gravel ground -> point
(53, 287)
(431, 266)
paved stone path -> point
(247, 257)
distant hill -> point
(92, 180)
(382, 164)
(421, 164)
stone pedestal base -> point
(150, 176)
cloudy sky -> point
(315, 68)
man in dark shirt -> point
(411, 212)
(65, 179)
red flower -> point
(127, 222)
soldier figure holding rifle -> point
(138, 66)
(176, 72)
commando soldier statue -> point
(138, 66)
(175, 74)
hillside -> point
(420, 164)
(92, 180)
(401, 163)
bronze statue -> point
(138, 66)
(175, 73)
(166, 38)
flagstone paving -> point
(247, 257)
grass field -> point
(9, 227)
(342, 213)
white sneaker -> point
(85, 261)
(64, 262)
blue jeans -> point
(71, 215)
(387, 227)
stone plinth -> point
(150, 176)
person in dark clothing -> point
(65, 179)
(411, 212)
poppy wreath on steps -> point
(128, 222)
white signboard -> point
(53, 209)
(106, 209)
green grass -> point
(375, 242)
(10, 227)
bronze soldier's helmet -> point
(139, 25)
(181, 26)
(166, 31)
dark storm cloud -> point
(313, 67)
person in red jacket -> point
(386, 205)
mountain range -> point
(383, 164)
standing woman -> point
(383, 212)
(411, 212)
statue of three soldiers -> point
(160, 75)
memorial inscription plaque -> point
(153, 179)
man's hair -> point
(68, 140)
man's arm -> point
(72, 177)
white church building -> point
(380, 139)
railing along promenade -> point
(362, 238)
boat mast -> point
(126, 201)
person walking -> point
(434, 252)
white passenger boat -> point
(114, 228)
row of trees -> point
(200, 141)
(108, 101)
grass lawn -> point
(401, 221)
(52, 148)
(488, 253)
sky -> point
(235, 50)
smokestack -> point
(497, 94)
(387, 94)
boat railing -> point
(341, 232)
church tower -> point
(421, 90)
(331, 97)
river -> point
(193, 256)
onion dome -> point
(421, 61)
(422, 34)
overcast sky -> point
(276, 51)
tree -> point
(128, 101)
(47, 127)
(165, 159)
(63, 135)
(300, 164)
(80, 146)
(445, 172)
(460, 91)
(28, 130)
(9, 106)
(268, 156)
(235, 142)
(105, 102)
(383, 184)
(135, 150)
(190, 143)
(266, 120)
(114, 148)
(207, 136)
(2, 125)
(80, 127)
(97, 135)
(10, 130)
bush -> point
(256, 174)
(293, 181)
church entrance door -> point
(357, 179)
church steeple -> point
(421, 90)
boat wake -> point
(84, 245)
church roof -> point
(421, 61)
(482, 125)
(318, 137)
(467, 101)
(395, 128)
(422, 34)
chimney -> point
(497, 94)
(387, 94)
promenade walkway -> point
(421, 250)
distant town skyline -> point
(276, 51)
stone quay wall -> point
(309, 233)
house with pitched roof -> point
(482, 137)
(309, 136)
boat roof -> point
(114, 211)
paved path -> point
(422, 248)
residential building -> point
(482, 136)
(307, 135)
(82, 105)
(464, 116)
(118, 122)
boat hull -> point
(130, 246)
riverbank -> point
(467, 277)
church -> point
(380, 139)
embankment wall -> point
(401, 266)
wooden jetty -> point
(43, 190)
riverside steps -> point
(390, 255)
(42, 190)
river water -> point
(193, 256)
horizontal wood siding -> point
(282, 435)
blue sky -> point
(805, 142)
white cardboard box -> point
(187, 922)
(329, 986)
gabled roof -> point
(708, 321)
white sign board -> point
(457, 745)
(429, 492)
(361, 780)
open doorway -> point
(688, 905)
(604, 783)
────────────────────────────────────────
What is being asked: All records above must be printed again, exactly.

Answer box:
gravel ground -> point
(53, 287)
(431, 266)
paved stone path -> point
(247, 257)
distant hill -> point
(92, 180)
(382, 164)
(421, 164)
stone pedestal base -> point
(150, 176)
cloudy sky -> point
(315, 68)
man in dark shirt -> point
(411, 212)
(65, 179)
red flower -> point
(127, 222)
soldier figure holding rifle -> point
(138, 66)
(176, 72)
commando soldier statue -> point
(138, 66)
(175, 74)
hillside -> point
(420, 164)
(92, 180)
(401, 163)
bronze statue -> point
(138, 66)
(175, 73)
(166, 38)
flagstone paving -> point
(247, 257)
grass field -> point
(9, 227)
(342, 213)
white sneaker -> point
(85, 261)
(64, 262)
blue jeans -> point
(71, 215)
(387, 227)
stone plinth -> point
(150, 176)
person in dark clothing -> point
(65, 179)
(411, 212)
poppy wreath on steps -> point
(128, 222)
white signboard -> point
(53, 209)
(106, 209)
green grass -> point
(375, 242)
(10, 227)
bronze soldier's helmet -> point
(139, 25)
(181, 26)
(166, 31)
dark storm cloud -> point
(313, 67)
person in red jacket -> point
(386, 205)
mountain range -> point
(383, 164)
standing woman -> point
(383, 212)
(411, 212)
statue of three soldiers -> point
(160, 75)
memorial inscription plaque -> point
(153, 179)
man's hair -> point
(68, 140)
man's arm -> point
(72, 177)
white church building -> point
(380, 139)
railing along promenade -> point
(362, 238)
boat mast -> point
(126, 201)
person walking -> point
(434, 252)
white passenger boat -> point
(114, 228)
row of trees -> point
(200, 141)
(108, 101)
grass lawn -> point
(401, 221)
(52, 148)
(488, 253)
sky -> point
(235, 50)
smokestack -> point
(497, 94)
(387, 94)
boat railing -> point
(341, 232)
church tower -> point
(421, 90)
(331, 97)
river -> point
(193, 256)
onion dome -> point
(421, 61)
(422, 34)
overcast sky -> point
(276, 51)
tree -> point
(128, 101)
(47, 127)
(165, 159)
(63, 135)
(300, 164)
(80, 146)
(445, 172)
(460, 91)
(28, 130)
(9, 106)
(268, 156)
(235, 142)
(105, 102)
(383, 184)
(135, 150)
(190, 143)
(266, 120)
(114, 148)
(207, 136)
(2, 125)
(80, 127)
(97, 135)
(10, 130)
bush -> point
(256, 174)
(293, 181)
church entrance door -> point
(357, 179)
church steeple -> point
(421, 90)
boat wake -> point
(84, 245)
church roof -> point
(421, 61)
(482, 125)
(318, 137)
(467, 101)
(395, 128)
(422, 34)
chimney -> point
(497, 94)
(387, 94)
promenade walkway -> point
(421, 250)
distant town skyline -> point
(276, 51)
stone quay wall -> point
(309, 233)
house with pitched roof -> point
(482, 137)
(309, 136)
boat roof -> point
(114, 211)
paved path -> point
(422, 248)
residential building -> point
(482, 136)
(307, 135)
(82, 105)
(464, 116)
(118, 122)
boat hull -> point
(130, 246)
riverbank -> point
(467, 277)
church -> point
(380, 139)
embankment wall -> point
(401, 266)
wooden jetty -> point
(43, 190)
riverside steps -> point
(390, 255)
(42, 190)
river water -> point
(193, 256)
horizontal wood siding -> point
(282, 435)
blue sky -> point
(805, 142)
white cardboard box -> point
(187, 922)
(329, 986)
gabled roof -> point
(708, 321)
white sign board -> point
(457, 745)
(429, 492)
(361, 780)
open doorway -> point
(688, 905)
(604, 783)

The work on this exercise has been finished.